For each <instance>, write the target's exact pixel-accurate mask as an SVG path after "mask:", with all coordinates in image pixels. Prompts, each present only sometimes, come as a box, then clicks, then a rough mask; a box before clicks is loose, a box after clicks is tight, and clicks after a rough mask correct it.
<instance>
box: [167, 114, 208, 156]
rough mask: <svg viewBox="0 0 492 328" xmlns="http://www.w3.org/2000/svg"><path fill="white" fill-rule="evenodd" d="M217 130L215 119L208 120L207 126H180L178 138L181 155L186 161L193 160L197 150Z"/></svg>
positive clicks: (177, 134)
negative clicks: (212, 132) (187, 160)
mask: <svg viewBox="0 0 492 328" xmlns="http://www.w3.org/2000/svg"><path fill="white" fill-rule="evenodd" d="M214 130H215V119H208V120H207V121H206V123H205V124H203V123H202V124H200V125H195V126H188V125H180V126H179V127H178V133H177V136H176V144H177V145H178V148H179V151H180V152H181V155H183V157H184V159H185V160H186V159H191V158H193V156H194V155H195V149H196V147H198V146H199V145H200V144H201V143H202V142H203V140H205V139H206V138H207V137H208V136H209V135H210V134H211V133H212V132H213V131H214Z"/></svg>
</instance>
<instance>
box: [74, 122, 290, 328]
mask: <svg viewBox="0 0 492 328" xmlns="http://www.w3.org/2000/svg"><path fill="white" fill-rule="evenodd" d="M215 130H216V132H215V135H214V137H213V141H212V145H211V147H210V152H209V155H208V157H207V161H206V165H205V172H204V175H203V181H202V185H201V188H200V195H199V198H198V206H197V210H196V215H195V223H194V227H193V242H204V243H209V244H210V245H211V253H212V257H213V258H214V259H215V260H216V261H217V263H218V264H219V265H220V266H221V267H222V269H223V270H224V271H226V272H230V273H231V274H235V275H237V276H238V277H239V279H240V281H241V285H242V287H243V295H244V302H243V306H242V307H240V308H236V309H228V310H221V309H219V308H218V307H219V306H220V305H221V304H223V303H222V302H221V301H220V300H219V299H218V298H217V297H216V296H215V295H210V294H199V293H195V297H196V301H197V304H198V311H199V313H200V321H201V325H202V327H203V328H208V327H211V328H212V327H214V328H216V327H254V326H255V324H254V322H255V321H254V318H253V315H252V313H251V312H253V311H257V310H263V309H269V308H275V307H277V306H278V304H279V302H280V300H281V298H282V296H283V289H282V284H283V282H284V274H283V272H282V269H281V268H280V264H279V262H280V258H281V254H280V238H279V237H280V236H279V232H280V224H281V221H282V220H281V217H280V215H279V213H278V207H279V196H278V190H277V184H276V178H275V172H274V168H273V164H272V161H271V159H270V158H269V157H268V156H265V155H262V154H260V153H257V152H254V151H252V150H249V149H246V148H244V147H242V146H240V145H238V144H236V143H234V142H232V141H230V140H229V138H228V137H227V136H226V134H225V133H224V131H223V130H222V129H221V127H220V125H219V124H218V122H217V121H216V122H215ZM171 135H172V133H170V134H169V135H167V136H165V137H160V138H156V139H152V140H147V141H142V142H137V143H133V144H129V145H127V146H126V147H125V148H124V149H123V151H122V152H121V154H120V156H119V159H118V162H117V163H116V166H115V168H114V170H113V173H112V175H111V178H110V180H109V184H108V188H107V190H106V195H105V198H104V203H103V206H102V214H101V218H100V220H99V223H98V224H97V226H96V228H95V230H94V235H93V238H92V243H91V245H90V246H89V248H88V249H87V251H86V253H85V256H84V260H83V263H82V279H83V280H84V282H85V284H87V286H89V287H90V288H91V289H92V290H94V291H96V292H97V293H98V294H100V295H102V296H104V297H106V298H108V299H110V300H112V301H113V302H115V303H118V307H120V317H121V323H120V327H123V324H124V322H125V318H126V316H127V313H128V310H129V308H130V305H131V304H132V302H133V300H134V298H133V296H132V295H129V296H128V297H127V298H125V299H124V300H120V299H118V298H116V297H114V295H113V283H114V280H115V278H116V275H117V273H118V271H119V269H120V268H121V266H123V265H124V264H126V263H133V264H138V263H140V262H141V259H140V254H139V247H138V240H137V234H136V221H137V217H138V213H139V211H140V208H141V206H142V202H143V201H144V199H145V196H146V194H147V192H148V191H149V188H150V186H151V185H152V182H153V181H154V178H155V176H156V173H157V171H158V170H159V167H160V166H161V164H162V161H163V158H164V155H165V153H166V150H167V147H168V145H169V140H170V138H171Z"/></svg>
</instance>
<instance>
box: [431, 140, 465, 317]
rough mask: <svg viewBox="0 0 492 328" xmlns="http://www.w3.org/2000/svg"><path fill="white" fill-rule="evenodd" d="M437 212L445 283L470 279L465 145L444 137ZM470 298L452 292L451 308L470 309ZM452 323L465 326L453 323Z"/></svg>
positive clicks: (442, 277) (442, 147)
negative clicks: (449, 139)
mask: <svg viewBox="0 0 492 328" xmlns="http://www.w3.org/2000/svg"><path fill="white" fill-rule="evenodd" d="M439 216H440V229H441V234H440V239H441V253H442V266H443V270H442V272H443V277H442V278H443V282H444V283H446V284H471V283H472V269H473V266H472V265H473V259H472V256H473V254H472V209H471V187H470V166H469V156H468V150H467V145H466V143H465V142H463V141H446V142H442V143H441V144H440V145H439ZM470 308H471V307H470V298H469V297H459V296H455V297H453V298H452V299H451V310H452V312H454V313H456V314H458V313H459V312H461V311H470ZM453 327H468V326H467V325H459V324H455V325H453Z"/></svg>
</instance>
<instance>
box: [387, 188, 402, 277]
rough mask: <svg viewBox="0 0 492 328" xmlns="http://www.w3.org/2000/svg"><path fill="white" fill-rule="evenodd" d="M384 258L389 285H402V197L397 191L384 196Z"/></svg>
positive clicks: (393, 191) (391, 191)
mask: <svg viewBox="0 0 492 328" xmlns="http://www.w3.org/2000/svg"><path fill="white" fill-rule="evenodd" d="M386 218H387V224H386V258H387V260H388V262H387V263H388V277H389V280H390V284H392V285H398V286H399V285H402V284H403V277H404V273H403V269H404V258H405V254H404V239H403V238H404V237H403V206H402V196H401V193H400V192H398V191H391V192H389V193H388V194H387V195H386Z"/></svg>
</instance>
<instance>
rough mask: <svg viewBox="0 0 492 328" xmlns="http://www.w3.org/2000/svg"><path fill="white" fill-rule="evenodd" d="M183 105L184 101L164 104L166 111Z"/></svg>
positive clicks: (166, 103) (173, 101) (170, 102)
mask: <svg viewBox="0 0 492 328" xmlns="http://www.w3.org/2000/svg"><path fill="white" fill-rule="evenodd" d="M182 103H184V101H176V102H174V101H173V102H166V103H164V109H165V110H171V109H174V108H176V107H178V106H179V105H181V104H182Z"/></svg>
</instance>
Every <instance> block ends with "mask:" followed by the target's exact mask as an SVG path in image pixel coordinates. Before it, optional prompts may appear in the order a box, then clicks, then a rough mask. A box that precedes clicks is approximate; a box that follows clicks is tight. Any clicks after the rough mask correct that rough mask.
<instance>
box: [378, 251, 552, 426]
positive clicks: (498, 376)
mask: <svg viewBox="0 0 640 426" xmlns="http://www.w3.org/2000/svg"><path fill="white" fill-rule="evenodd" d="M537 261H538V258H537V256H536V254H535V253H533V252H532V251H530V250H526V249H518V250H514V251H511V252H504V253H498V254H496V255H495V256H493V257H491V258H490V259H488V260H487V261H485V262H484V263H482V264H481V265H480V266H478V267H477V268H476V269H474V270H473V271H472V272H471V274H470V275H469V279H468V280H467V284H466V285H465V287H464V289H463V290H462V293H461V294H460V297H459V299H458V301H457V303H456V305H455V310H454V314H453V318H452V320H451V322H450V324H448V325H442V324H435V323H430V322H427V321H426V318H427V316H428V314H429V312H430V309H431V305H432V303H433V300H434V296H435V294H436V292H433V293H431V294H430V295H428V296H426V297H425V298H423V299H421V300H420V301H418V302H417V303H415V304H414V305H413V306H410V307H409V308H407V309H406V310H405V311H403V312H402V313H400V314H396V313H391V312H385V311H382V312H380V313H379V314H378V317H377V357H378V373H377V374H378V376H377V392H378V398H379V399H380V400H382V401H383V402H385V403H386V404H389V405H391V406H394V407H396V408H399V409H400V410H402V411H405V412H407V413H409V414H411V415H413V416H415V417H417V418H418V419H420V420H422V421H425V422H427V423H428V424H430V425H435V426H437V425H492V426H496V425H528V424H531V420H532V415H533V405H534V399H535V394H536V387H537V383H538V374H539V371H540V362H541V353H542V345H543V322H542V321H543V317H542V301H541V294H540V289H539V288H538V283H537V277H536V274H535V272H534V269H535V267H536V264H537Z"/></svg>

EXERCISE DETAILS:
The answer must be every line of the data that holds the word "rough".

ANSWER SPACE:
For each <instance>, write the target's exact pixel-accurate mask as an SVG path after "mask:", with all coordinates in image pixels. Prompts, each present only sometimes, come as a box, then clicks, then a rough mask; a box before clicks is loose, a box after clicks is tight, and clicks after a rough mask correct it.
rough mask: <svg viewBox="0 0 492 328" xmlns="http://www.w3.org/2000/svg"><path fill="white" fill-rule="evenodd" d="M217 130L215 119L208 120L207 126H180L178 138L181 155L186 161L193 160L197 150Z"/></svg>
rough mask: <svg viewBox="0 0 492 328" xmlns="http://www.w3.org/2000/svg"><path fill="white" fill-rule="evenodd" d="M437 212L445 283L470 279L465 145L444 137ZM470 298L452 292L451 308L470 309ZM452 323L465 326L453 323Z"/></svg>
rough mask: <svg viewBox="0 0 492 328" xmlns="http://www.w3.org/2000/svg"><path fill="white" fill-rule="evenodd" d="M384 258L389 285H402V197L397 191L384 196Z"/></svg>
rough mask: <svg viewBox="0 0 492 328" xmlns="http://www.w3.org/2000/svg"><path fill="white" fill-rule="evenodd" d="M183 105L184 101L164 104L166 111Z"/></svg>
Every <instance> block ends with "mask:" followed by the target's exact mask as an SVG path in image pixel coordinates. Before it, optional prompts may appear in the order a box, then clicks, then a rough mask. A box that precedes clicks is approximate; a box that follows clicks is tight. Any clicks after the rough mask correct that rough mask.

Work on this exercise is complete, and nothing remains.